(Material to process Opens)

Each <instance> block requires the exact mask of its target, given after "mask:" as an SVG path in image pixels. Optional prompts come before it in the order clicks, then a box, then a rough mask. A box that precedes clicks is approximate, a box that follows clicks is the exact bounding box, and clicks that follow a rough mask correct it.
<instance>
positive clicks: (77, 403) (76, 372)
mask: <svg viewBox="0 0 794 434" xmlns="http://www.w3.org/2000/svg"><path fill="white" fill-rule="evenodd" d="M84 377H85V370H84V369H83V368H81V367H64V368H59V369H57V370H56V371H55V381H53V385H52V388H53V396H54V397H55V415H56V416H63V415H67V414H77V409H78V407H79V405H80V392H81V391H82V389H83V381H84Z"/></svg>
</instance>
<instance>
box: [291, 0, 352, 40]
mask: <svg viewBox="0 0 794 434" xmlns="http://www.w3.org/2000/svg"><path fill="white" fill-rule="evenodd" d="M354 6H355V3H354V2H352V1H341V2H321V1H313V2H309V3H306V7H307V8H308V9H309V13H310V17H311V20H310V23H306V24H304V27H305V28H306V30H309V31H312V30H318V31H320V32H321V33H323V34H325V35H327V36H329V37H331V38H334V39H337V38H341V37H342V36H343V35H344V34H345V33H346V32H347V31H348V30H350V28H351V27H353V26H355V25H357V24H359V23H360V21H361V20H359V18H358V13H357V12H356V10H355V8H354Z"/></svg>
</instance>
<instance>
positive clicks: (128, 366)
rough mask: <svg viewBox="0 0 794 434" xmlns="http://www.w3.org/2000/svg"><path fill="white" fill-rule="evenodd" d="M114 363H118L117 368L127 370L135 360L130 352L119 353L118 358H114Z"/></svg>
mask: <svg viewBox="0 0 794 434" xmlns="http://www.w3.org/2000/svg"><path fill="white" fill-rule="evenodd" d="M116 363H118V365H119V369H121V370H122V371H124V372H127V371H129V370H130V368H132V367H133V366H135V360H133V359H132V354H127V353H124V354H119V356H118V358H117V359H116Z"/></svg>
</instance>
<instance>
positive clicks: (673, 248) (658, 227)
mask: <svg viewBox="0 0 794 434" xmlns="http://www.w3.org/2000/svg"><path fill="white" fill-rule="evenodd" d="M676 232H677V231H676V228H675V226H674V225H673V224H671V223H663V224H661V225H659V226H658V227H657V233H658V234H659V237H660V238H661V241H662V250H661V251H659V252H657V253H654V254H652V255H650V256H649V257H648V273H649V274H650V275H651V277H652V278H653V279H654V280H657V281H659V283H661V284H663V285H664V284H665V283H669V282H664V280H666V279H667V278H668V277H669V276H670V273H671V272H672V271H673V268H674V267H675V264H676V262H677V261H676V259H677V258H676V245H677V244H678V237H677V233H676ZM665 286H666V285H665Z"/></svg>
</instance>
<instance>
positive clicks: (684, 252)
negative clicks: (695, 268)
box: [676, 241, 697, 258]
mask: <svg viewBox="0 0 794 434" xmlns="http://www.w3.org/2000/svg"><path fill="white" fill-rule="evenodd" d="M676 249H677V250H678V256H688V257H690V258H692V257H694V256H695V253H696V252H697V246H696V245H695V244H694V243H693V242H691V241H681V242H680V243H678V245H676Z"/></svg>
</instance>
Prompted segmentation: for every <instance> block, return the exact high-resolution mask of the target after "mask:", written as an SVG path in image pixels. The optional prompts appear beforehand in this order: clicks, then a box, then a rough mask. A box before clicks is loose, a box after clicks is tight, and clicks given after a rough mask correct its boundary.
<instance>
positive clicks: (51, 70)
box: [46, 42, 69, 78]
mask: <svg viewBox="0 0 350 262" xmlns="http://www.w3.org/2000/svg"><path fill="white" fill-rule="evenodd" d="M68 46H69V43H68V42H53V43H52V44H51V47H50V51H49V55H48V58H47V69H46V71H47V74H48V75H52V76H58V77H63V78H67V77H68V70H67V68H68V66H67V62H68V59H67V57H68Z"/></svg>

(Material to process Closes)
(Material to process Opens)

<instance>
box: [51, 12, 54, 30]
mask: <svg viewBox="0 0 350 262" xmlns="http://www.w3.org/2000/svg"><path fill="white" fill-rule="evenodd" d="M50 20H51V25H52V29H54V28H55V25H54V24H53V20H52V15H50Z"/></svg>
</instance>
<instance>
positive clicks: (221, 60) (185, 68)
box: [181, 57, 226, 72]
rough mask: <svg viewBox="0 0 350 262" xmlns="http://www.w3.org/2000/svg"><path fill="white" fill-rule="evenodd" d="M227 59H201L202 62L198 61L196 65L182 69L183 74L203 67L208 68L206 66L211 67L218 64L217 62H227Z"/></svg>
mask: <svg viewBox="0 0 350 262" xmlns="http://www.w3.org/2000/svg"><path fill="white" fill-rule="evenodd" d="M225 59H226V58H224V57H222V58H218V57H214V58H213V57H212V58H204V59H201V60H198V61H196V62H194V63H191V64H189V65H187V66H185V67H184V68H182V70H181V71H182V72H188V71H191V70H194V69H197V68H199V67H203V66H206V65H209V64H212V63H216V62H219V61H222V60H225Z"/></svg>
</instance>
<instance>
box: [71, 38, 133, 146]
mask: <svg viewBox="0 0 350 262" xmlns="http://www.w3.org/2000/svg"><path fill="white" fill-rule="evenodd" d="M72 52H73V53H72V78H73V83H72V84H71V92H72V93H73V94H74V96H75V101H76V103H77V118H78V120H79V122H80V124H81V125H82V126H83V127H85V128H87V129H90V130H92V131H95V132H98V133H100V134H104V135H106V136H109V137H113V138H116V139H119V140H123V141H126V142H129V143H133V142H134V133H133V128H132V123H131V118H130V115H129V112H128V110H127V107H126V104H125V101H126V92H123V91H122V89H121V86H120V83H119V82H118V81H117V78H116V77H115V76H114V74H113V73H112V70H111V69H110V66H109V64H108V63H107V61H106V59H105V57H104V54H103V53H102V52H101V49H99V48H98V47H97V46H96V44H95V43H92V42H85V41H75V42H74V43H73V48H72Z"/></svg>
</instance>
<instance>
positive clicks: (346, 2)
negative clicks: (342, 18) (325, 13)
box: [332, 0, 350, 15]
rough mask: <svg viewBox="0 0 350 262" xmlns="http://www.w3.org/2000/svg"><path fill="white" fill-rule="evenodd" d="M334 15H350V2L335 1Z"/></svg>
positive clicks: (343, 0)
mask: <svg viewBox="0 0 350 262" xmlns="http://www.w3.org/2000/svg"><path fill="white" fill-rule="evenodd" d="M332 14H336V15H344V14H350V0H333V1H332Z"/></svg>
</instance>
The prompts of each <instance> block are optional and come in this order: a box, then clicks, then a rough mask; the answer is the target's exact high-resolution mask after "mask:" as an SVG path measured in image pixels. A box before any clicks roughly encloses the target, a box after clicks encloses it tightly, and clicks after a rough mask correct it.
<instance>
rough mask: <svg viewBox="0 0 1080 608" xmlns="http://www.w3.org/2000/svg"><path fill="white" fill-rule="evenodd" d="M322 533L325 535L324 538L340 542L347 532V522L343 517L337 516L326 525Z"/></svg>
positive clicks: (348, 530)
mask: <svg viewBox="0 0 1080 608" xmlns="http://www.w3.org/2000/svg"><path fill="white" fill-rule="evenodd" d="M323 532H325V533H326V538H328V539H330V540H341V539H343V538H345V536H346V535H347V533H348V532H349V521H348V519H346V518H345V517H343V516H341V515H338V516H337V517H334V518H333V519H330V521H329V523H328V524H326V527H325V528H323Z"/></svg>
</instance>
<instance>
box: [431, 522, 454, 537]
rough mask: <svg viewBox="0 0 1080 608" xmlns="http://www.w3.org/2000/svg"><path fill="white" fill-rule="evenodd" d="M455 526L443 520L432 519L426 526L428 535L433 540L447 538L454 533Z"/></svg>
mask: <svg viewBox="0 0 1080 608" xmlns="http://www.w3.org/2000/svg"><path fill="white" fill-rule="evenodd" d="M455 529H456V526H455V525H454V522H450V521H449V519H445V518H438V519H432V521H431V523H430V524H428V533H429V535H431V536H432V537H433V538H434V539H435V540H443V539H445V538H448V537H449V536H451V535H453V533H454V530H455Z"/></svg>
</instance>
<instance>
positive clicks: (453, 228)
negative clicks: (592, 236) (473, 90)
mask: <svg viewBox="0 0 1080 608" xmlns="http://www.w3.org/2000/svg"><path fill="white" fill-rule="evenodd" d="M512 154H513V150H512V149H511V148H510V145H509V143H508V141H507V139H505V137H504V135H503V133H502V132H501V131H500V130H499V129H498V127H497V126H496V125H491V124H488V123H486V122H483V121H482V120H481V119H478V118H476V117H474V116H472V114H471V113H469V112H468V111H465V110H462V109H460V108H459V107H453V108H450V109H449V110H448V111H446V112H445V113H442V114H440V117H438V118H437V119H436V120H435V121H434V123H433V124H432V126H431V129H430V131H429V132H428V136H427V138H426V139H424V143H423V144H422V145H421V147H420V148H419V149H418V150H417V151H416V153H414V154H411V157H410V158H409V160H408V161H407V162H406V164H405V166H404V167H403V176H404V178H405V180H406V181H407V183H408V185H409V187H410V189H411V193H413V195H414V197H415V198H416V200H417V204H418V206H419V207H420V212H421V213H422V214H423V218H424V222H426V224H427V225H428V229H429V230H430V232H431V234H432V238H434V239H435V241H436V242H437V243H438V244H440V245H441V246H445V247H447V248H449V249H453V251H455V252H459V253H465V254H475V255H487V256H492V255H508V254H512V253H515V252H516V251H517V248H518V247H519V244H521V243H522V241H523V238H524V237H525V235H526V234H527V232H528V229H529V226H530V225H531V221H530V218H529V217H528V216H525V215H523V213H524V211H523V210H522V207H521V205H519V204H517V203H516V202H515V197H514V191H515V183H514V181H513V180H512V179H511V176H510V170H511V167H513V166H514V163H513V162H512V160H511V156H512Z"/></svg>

(Material to process Closes)

# Problem statement
Copy the material above word for word, starting at the line containing "Each <instance> block requires" and ending at the line containing "positive clicks: (77, 403) (76, 372)".

# Reply
Each <instance> block requires the exact mask of its target, given after "mask:" as an SVG path in image pixels. Optional prompts come before it in the order clicks, then a box, then a rough mask. A box that precedes clicks is approximate, a box that follows clicks is the exact bounding box, and clicks that follow a rough mask correct it.
<instance>
positive clicks: (77, 403) (76, 372)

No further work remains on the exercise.